Written instruction -> Please find each line in the items below that contains the word "cassock", and copy those lines out.

(Entries from a point annotation set)
········
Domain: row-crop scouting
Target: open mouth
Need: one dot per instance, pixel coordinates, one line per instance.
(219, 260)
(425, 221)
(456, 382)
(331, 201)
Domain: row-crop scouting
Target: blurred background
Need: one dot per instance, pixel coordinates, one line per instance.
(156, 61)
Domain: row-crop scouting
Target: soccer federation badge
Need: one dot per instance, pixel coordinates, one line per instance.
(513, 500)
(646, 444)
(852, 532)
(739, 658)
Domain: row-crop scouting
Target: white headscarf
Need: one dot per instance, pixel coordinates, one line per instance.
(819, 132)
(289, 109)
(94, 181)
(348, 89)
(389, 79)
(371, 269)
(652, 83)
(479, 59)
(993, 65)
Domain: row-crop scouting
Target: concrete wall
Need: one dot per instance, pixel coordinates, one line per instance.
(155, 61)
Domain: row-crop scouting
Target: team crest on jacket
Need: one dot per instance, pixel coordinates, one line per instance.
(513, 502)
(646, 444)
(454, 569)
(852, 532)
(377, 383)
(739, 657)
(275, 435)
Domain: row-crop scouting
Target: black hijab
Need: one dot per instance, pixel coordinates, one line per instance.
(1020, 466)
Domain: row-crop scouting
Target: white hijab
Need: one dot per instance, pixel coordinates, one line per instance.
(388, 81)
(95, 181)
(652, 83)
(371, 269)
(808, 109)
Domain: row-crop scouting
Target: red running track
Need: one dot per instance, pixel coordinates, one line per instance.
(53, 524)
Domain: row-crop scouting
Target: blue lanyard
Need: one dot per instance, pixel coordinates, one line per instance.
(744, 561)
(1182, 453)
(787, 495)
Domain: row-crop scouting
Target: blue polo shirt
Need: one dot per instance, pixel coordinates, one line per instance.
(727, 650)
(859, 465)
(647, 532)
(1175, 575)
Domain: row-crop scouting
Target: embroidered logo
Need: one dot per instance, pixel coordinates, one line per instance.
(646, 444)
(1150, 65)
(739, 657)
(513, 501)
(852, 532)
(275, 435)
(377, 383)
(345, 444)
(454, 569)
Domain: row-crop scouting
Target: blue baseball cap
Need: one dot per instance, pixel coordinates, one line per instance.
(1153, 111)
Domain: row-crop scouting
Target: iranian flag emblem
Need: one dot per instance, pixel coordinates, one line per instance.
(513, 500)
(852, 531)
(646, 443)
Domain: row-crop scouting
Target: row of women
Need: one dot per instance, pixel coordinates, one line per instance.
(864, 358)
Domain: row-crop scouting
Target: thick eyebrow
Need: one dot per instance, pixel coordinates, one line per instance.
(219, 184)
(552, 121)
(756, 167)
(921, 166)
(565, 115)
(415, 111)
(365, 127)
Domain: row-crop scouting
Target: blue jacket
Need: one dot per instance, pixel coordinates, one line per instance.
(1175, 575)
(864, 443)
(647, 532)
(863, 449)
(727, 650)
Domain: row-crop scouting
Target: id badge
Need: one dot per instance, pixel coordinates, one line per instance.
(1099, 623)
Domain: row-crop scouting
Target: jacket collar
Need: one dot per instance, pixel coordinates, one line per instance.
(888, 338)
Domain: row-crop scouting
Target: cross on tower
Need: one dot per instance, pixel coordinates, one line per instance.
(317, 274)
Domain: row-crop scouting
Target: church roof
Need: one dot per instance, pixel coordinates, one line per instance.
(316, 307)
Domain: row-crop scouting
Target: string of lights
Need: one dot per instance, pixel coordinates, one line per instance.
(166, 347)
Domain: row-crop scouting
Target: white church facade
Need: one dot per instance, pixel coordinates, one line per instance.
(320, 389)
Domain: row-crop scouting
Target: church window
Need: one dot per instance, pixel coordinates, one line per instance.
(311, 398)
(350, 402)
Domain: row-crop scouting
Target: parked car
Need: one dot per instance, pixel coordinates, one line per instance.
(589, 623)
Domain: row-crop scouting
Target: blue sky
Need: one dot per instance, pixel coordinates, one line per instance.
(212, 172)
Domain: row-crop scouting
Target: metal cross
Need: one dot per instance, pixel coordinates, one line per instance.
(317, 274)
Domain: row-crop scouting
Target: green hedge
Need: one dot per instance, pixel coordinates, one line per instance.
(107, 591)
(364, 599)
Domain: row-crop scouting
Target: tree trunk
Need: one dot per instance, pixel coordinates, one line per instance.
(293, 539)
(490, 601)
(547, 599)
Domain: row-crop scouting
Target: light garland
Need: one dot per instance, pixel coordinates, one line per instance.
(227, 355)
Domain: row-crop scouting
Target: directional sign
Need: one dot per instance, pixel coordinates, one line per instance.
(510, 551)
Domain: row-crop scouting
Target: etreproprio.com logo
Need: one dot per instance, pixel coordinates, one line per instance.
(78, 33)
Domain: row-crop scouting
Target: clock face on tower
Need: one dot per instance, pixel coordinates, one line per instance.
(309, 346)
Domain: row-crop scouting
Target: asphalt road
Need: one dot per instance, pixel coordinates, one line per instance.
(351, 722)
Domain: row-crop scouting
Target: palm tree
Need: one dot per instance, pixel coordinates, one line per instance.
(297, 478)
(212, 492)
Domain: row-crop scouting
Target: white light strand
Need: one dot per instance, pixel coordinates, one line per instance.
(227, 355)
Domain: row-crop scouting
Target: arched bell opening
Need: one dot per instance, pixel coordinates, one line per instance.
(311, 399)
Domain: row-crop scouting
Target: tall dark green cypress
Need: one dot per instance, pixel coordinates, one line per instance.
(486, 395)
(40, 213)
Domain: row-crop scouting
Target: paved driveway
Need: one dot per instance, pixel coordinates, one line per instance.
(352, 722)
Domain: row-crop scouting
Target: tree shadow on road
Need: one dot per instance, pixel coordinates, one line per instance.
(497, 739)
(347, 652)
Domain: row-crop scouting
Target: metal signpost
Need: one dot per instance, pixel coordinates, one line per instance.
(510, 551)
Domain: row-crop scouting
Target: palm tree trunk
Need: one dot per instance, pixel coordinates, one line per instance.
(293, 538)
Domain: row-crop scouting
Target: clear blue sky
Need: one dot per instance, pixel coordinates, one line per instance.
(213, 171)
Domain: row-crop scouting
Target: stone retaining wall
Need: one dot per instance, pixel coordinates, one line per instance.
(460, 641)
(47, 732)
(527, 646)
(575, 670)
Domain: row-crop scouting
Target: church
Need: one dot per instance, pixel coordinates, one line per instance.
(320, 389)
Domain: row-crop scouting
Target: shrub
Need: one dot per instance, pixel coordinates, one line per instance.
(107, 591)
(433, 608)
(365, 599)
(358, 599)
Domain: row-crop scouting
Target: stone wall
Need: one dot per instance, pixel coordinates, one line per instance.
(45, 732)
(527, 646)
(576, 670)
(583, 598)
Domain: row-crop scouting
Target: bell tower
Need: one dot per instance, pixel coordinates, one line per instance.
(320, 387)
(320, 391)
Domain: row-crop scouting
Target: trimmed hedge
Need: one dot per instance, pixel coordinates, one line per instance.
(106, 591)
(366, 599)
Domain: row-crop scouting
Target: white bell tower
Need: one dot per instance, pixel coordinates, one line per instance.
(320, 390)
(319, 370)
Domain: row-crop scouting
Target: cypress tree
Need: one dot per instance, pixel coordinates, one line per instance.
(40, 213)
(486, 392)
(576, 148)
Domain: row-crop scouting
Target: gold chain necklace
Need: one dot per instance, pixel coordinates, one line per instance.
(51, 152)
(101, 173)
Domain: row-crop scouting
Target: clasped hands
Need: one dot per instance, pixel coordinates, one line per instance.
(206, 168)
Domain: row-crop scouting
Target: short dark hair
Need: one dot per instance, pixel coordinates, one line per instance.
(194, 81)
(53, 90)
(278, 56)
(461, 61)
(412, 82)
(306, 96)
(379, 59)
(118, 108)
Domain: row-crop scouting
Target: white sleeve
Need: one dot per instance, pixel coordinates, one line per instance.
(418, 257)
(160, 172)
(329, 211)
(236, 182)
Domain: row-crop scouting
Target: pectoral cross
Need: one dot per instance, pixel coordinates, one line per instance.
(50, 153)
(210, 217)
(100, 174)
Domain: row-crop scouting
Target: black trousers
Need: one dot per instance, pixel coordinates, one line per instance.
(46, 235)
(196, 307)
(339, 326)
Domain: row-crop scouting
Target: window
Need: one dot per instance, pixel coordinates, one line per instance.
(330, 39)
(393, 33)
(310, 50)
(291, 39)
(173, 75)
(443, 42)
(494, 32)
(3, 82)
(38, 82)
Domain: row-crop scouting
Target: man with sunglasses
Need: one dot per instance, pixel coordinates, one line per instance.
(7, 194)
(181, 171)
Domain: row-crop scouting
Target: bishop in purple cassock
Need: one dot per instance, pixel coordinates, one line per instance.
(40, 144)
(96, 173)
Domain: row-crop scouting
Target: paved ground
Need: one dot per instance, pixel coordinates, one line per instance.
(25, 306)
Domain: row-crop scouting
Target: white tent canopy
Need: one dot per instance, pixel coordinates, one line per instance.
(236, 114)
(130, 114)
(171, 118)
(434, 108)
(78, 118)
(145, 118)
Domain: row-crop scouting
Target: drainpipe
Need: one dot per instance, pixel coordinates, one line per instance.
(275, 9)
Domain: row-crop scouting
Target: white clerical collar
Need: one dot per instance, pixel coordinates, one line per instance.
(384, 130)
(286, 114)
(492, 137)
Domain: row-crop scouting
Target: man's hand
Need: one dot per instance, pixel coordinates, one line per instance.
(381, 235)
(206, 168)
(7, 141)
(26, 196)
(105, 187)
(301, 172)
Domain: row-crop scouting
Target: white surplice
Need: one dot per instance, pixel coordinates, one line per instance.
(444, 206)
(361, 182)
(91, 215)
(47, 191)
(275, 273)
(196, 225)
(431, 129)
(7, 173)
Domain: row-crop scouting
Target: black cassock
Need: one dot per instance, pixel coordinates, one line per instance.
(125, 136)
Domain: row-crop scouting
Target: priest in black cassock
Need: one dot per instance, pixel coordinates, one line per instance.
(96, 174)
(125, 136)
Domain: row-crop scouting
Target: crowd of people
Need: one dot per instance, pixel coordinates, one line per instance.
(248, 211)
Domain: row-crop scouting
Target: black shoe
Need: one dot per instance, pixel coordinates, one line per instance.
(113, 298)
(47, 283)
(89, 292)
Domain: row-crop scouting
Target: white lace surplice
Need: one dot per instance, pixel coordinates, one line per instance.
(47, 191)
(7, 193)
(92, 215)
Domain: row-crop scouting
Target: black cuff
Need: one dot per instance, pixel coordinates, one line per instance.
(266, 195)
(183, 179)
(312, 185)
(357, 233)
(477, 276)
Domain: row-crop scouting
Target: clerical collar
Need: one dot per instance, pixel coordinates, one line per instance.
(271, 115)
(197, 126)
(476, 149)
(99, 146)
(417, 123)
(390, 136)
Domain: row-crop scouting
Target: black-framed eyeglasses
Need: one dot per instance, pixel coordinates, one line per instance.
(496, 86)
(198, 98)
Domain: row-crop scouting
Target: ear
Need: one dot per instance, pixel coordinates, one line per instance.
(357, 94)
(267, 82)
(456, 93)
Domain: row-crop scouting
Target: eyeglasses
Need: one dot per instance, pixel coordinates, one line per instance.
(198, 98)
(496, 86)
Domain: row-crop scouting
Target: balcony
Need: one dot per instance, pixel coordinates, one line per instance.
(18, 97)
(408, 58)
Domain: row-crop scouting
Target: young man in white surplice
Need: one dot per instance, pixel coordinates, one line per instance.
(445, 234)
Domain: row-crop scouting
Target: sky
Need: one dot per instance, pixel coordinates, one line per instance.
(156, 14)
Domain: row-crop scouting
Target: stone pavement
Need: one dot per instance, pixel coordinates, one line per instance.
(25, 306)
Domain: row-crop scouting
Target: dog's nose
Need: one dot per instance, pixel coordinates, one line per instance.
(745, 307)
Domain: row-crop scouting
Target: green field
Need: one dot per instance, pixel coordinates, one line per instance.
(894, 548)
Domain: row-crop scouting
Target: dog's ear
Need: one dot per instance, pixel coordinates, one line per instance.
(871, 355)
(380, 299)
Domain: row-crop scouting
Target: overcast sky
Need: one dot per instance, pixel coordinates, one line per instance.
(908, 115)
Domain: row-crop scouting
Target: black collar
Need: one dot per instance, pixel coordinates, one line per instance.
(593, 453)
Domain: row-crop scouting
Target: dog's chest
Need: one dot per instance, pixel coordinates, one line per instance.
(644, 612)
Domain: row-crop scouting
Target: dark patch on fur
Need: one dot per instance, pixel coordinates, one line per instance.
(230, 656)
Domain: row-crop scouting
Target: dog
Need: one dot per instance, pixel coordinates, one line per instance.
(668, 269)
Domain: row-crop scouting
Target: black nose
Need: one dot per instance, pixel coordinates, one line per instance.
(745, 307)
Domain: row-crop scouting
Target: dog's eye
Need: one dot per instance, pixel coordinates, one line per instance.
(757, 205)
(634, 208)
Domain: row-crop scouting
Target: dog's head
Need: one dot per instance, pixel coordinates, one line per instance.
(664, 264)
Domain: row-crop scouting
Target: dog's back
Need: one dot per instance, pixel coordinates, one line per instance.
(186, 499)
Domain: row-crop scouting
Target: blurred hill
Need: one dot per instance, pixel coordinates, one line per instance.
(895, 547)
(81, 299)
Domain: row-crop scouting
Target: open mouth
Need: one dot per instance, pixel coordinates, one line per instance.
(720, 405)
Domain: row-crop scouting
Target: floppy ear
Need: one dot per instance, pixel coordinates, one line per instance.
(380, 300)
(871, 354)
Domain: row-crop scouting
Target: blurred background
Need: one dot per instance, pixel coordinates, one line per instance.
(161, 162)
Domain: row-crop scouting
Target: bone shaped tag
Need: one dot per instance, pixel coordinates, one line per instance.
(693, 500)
········
Output of the exercise ->
Target: bishop in purple cassock
Target: black cassock
Target: priest in black cassock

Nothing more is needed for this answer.